**GIVEN INFORMATION:**

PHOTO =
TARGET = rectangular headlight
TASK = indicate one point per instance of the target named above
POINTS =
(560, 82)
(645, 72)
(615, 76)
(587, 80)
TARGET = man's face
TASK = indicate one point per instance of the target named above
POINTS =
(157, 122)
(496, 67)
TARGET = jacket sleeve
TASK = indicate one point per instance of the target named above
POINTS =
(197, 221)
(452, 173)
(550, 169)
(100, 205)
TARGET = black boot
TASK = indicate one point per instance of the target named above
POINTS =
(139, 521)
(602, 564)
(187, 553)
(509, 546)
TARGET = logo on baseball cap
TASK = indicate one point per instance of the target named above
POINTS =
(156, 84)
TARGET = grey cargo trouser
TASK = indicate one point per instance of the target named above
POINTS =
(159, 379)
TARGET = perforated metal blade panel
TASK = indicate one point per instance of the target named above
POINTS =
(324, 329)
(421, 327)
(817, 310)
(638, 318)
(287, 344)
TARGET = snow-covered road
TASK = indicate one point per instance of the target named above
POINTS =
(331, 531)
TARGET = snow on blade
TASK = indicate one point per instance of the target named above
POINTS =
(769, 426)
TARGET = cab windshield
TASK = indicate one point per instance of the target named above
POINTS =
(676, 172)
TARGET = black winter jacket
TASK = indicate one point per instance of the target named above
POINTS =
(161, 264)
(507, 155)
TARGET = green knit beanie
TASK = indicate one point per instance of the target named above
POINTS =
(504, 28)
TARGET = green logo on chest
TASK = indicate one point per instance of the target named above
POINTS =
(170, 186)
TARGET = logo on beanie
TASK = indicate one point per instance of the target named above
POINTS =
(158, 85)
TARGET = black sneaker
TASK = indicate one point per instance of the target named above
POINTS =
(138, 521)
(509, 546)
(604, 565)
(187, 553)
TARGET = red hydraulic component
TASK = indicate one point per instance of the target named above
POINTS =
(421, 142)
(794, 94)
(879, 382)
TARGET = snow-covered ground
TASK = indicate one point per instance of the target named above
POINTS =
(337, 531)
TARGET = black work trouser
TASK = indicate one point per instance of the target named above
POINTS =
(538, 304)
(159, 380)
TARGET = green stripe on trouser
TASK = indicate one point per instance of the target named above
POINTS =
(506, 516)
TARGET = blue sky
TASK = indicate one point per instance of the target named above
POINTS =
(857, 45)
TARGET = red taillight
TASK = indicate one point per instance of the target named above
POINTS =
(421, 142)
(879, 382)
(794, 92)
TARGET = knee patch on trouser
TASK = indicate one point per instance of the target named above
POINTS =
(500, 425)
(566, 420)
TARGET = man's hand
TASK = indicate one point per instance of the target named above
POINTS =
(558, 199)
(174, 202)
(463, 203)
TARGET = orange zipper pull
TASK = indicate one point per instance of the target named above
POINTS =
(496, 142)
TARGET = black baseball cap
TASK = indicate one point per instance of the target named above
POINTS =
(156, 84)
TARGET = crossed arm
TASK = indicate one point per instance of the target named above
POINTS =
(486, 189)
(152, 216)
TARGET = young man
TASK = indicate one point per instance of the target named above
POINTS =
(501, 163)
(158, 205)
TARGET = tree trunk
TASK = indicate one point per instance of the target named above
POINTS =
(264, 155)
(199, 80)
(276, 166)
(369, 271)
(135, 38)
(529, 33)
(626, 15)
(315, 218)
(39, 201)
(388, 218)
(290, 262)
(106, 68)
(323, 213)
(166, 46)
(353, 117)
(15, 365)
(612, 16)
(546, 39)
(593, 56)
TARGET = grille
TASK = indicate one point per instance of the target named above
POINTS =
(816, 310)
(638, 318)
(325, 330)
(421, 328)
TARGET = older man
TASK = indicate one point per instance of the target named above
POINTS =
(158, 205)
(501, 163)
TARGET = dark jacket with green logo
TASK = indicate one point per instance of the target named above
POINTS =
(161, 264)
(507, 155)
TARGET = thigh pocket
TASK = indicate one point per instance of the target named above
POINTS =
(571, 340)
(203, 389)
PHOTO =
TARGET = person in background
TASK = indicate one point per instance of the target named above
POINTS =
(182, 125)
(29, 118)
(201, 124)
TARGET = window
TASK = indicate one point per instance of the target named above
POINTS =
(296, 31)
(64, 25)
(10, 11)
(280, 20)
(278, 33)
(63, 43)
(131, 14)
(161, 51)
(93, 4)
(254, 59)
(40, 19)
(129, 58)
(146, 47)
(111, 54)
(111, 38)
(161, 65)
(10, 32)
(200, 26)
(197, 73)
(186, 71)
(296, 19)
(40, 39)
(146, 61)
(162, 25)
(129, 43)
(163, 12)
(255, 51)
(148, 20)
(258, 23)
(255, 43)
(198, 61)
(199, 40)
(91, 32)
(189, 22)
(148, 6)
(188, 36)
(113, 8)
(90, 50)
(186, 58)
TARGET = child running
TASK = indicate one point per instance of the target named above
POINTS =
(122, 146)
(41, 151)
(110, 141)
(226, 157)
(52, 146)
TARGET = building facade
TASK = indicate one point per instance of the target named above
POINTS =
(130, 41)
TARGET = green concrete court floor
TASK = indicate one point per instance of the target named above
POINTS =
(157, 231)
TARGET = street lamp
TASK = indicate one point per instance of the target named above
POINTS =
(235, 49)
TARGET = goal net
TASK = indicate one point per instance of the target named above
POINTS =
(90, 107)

**GOAL OF THE EXERCISE:** Write the records above as a two-column CSV with the header row instruction,output and one row per record. Put each record's text under instruction and its points under output, enclosing every field in double quotes and replacing line breaks with spaces.

**THE ANSWER:**
instruction,output
"PHOTO = TARGET = rectangular headlight TASK = indicate one point per instance of the target named above POINTS =","(560, 82) (645, 72) (615, 76) (587, 80)"
"TARGET = man's face TASK = indicate one point per instance of the target named above POINTS =","(157, 122) (496, 67)"
"TARGET = jacket sleeve TASK = indicate one point per instance of the target named above POINTS =","(197, 221) (452, 173) (550, 169) (100, 205)"
"TARGET = black boot TASK = indicate one point per instance of the target named above POINTS =","(139, 521) (602, 564) (187, 553) (509, 546)"
"TARGET = logo on baseball cap TASK = indicate one point per instance of the target named above POINTS =","(156, 84)"
"TARGET = grey cargo trouser TASK = indicate one point per instance of the target named above POINTS =","(159, 379)"
"TARGET = perforated metal blade panel TASK = indicate one point per instance of the target named above POINTS =","(324, 329) (421, 327) (817, 310) (638, 318) (287, 344)"
"TARGET = snow-covered road TASK = indicate one point per instance of the target named above POINTS =","(331, 531)"
"TARGET = snow on blade TASK = indicate one point per instance of the target named above POINTS =","(769, 426)"
"TARGET = cab windshield TASK = indicate one point per instance of the target named above POINTS =","(676, 172)"
"TARGET = black winter jacket TASK = indicate one point per instance of the target named above POINTS =","(161, 264) (507, 155)"
"TARGET = green knit beanie TASK = indicate one point per instance of the target named above POINTS =","(504, 28)"
"TARGET = green logo on chest TASK = indicate one point per instance of the target named above POINTS =","(170, 186)"
"TARGET = logo on beanie TASK = indicate one point per instance of the target named above POINTS =","(158, 85)"
"TARGET = black sneaker TASK = indicate one point per instance of the target named above POINTS =","(138, 521) (509, 546) (604, 565) (187, 553)"
"TARGET = red hydraulic component TASK = indicate one point per instance of the target named above POINTS =","(421, 142) (794, 94) (879, 382)"
"TARGET = snow-covered ground TASK = indicate one point per instance of the target named above POINTS =","(337, 531)"
"TARGET = black work trouser TASK = indicate one point per instance of the target named above POINTS =","(538, 304) (159, 380)"
"TARGET = green stripe on trouser TASK = indicate one point per instance of the target named above POINTS =","(506, 516)"
"TARGET = blue sky TASK = indicate one point per instance of the target named above POINTS =","(857, 45)"
"TARGET = red taillight TASK = indicate one point per instance of the target named above POINTS =","(421, 142) (879, 382) (794, 92)"
"TARGET = knee patch on trouser TASK = indicate one point per instance of the target named above POINTS =","(500, 425) (566, 420)"
"TARGET = man's hand TASK = indicate one point per instance of the target named above POINTS =","(558, 199) (174, 202) (463, 203)"
"TARGET = orange zipper pull TASK = indicate one point per instance of the target named above POINTS =","(496, 142)"
"TARGET = black baseball cap TASK = indicate one point per instance of the target named above POINTS =","(156, 84)"
"TARGET = crossed arm TASK = indicate one point per instance of the target named above POINTS =","(486, 189) (152, 216)"
"TARGET = young man TASK = indicate one point per instance of the target named above POINTS =","(501, 163) (158, 205)"
"TARGET = tree trunk TASK = indicate one point per instance of the target named above POINTS =","(264, 155) (199, 80) (276, 166) (369, 271) (135, 38) (529, 33) (626, 15) (315, 218) (39, 201) (388, 218) (290, 262) (106, 68) (323, 213) (166, 46) (353, 117) (15, 365) (612, 16) (546, 39) (593, 56)"
"TARGET = grille TASK = indicate one point per instance of the target named above POINTS =","(816, 310) (638, 318) (325, 330) (421, 328)"
"TARGET = older man TASK = indicate one point per instance of the target named above POINTS =","(158, 205) (501, 163)"
"TARGET = dark jacket with green logo TASK = indicate one point per instance of the target named above POINTS =","(161, 264) (507, 155)"
"TARGET = thigh pocket TASK = indicate one point per instance of the target named above POINTS =","(571, 340) (203, 389)"
"PHOTO = TARGET = person in background TASK = indicate one point per instance of the target named above POINTS =","(182, 125) (29, 118) (201, 124)"
"TARGET = window TASK = indicate one point per instance of the target named above POINTS =","(296, 31) (64, 25) (10, 11) (280, 20) (278, 33) (63, 43) (131, 14) (161, 51) (93, 4) (254, 59) (40, 19) (129, 58) (146, 47) (111, 54) (111, 38) (161, 65) (10, 32) (200, 26) (197, 73) (186, 71) (296, 19) (40, 39) (146, 61) (162, 25) (129, 43) (163, 12) (255, 51) (148, 20) (258, 23) (255, 43) (198, 61) (199, 40) (91, 32) (189, 22) (148, 6) (188, 36) (113, 8) (90, 50) (186, 58)"
"TARGET = child running TASK = indicate one point per instance of the target named above POINTS =","(122, 146) (41, 151) (110, 141) (226, 157) (52, 146)"
"TARGET = building facade TASK = indicate one point per instance of the target named above POINTS =","(130, 41)"
"TARGET = green concrete court floor TASK = indicate one point per instance of the target named above POINTS =","(157, 231)"
"TARGET = street lamp TASK = indicate one point per instance of the target named above POINTS =","(235, 49)"
"TARGET = goal net TASK = indicate one point per instance of the target named above POINTS =","(90, 107)"